* [Exercise requirements]: Give the data again, word for word.
= = = = =
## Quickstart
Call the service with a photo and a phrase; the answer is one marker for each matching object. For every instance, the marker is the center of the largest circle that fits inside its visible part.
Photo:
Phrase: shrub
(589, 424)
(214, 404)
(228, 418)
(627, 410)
= = = = =
* [Task output]:
## Quickstart
Call the service with a photo and a phrase; the answer is one marker for each matching object. For every instance, the marker is the center of the largest circle that fits inside its visible part.
Photo:
Phrase: shrub
(589, 424)
(214, 404)
(228, 418)
(627, 410)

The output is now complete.